What is required :: Skip the pictures. Reproduce all other material exactly.

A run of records
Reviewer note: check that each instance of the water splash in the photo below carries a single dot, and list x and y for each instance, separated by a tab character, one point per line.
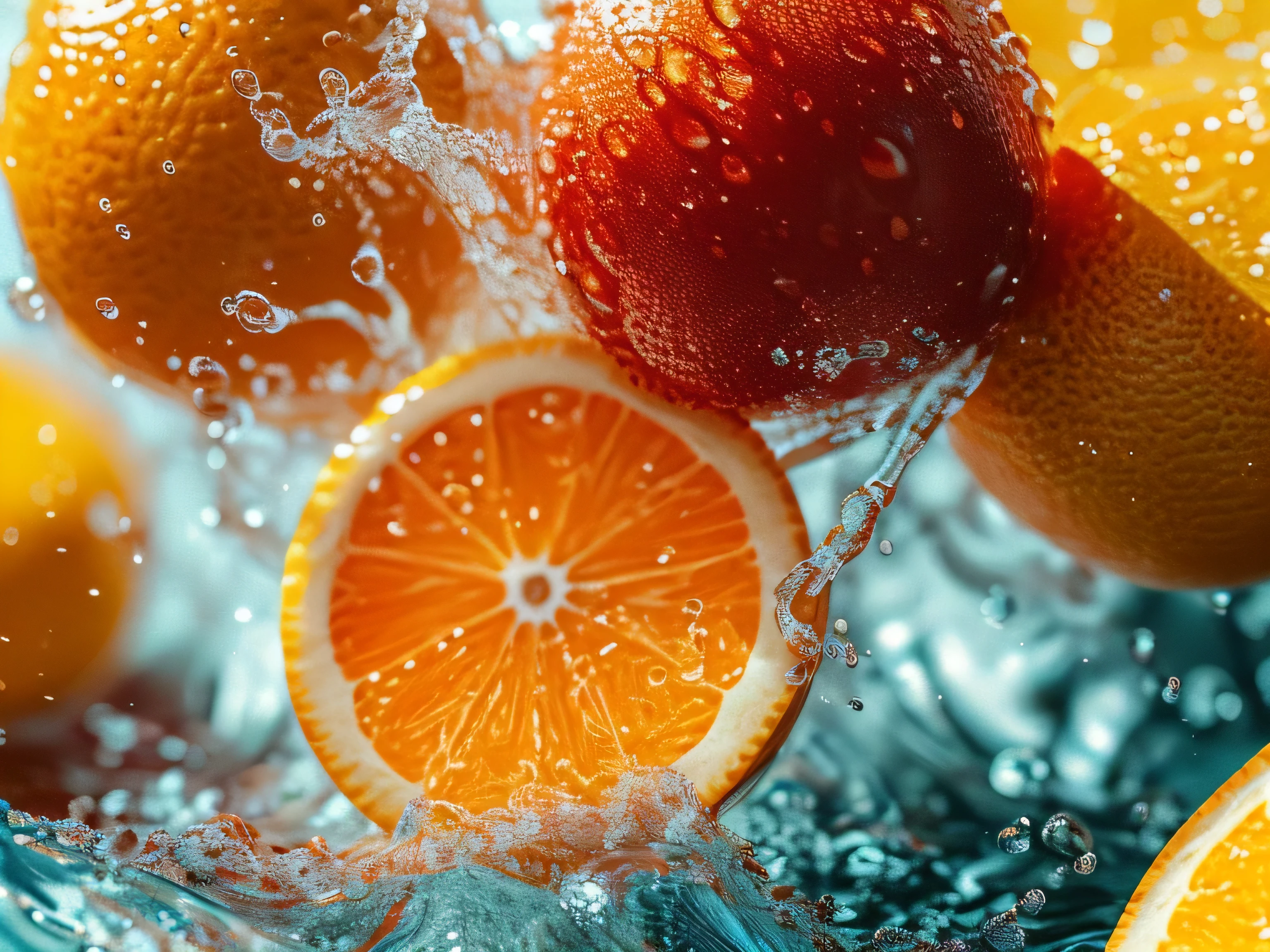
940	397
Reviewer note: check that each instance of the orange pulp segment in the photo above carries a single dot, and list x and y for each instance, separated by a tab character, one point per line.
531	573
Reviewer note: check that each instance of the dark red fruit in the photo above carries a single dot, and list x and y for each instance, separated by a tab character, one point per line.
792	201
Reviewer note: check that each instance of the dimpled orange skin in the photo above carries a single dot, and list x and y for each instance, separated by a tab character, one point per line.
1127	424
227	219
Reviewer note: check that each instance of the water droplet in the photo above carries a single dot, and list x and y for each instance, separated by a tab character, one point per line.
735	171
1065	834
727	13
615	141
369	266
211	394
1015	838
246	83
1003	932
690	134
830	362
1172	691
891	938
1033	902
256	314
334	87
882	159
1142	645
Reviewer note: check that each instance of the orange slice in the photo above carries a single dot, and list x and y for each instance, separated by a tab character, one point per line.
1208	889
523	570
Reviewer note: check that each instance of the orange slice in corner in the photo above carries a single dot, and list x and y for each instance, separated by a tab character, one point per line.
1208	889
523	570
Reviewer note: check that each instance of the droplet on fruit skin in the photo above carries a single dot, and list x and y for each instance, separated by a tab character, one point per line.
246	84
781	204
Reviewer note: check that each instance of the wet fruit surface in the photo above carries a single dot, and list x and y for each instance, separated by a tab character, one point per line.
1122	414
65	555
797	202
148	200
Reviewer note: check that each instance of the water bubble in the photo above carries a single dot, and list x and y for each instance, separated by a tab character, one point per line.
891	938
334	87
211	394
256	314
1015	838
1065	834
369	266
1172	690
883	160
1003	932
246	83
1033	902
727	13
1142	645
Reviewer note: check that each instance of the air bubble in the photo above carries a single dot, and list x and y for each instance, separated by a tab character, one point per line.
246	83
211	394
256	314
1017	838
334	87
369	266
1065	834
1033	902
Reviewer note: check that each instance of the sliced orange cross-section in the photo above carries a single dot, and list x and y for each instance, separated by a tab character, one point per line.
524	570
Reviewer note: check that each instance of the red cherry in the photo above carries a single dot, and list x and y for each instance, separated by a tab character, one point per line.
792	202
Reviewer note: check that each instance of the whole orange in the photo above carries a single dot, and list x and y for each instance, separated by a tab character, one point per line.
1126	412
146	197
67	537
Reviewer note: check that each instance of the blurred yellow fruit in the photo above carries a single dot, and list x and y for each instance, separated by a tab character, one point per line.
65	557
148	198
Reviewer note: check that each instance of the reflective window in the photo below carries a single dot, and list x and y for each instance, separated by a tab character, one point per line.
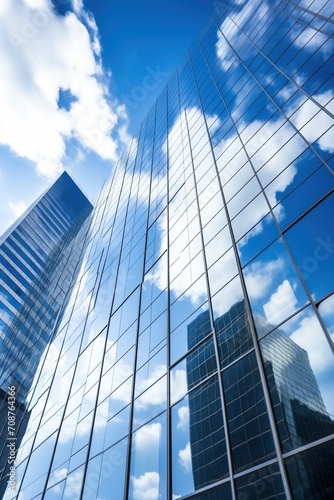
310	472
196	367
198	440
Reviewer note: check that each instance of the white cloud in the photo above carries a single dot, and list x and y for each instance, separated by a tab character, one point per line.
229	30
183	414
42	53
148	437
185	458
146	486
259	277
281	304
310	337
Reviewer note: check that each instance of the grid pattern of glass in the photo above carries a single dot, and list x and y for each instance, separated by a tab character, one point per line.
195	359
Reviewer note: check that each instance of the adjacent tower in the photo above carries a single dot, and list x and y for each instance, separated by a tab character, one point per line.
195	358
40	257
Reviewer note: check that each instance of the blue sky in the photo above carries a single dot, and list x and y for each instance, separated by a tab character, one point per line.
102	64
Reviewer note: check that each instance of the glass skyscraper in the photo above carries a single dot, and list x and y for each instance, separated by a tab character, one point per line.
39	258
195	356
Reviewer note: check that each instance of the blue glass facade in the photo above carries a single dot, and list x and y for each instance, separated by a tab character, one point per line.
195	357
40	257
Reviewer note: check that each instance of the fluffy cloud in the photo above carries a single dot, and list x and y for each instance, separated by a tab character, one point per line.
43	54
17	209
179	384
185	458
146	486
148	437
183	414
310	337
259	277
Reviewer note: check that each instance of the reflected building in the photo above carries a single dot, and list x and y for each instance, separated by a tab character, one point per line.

Solution for this exercise ::
Reviewer note: check that each instance of the water splash in the photo below carries a single dot, and list x and y for each instance, separated by a tab character, one point per line.
940	397
Reviewer note: check that each instance of the orange pulp segment in the photo above carries a single dot, and list x and y for each instance, separated by a tab character, one point per line.
531	573
Reviewer note: check that each instance of the dark red fruit in the photo above carries a single dot, and list x and y for each instance, separated by a tab character, one point per line.
792	201
Reviewer note: check that each instance of the dimpled orange skin in the photo above carries a single dot, and list x and y for each instance, separated by a tab character, one point per line.
1127	424
227	219
Reviewer note: check that each instance of the water droplet in the photo above carries a single dot, and list x and y for each instance, separated by a tab character, one point per line.
735	171
1065	834
727	13
615	141
369	266
211	394
1015	838
246	83
1003	932
690	134
830	362
1172	691
891	938
1033	902
256	314
334	87
882	159
1142	645
Reviewer note: check that each instance of the orange slice in the photo above carries a single dot, and list x and y for each instance, separated by a tab character, one point per line.
1208	889
523	570
Reviewer note: check that each instance of the orange slice in corner in the photo above carries a single dot, and list x and y for each instance, separated by a tab character, one point per line.
1208	889
523	570
Reviewer note: check that each instance of the droplet on fruit skin in the photo above carries a single dot, and list x and y for each instance, separated by a tab character, one point per line.
246	84
781	204
Reviewer note: check that each instance of the wet fruit surface in the photo above carries a single dot, and list x and y for each instance, separated by a tab character, one point per line.
1122	414
65	555
797	202
148	200
Reviewer note: check that each instance of the water bubble in the photo above carries a single dot, and list x and y for each instance, separated by a tab character, one point per line.
891	938
334	87
211	394
256	314
1015	838
1065	834
369	266
1172	690
883	160
1003	932
246	83
1033	902
727	13
1142	645
Reviewer note: check that each instance of the air bubble in the photo above carries a single dot, and list x and y for each instance, separated by a tab character, one point per line.
246	83
211	394
256	314
1017	838
334	87
369	266
1065	834
1033	902
Reviewer note: check that each instance of the sliced orange cross-section in the photo above carries a single dot, and list x and y for each instance, separated by a tab character, one point per line.
524	570
Reviewer note: check that each instance of the red cherry in the photo above carries a single dot, and list x and y for each instance, separated by a tab character, one point per line.
792	202
Reviewer note: check that each instance of the whole orange in the photo above carries a single dot, and list x and y for each instance, separated by a tab character, one point per line.
1126	412
146	197
67	537
Reviewer note: check that each instance of the blurred yellow fruit in the photo above carries a single dot, and list x and y for each instance, separated by a tab character, one point per line.
65	557
148	198
Reviewer note: check that each instance of the reflective window in the photo below carries a single dot, and list x and y for each instance, separated by a tab character, one point per line.
310	472
196	367
198	440
Reviewer note: check that each instance of the white cloud in the photo above carries a single dot, and list x and y for each instance, separated by a tab character, one point per line.
229	30
183	414
42	53
148	437
185	458
146	486
259	277
281	304
310	337
Reviewer note: check that each instance of the grid pattern of glass in the photo above carries a single dot, and list x and y for each instance, separated by a tab character, one point per line.
195	359
Reviewer note: check that each instance of the adjacent tower in the photo above carries a single dot, and list x and y for each instance, separated by a tab character, one point per line.
195	358
40	257
Reviewer note: check that each instance of the blue sky in the photo above carries a single dot, and list x and y for each instance, separated by a tab character, one point per line.
102	64
Reviewer note: check that each instance of the glass skyscraper in the photo above carries a single dot, and list x and y for each instance, separated by a tab character, one point per line.
39	258
195	356
Reviewer note: check that each instance of the blue glass facade in the photo above carries a single dot, and list x and y for each instance, separated by a tab character, one point per line.
195	357
40	257
Reviewer note: check that each instance of the fluffy cloud in the photo above carries a single dot, and list x and y for each instance, separated by a tab character, one point per line.
43	54
17	209
179	384
185	458
146	486
148	437
183	414
310	337
259	277
Reviewer note: check that each instance of the reflected building in the photo above carries a single dot, and list x and y for each instance, separated by a tab character, one point per line.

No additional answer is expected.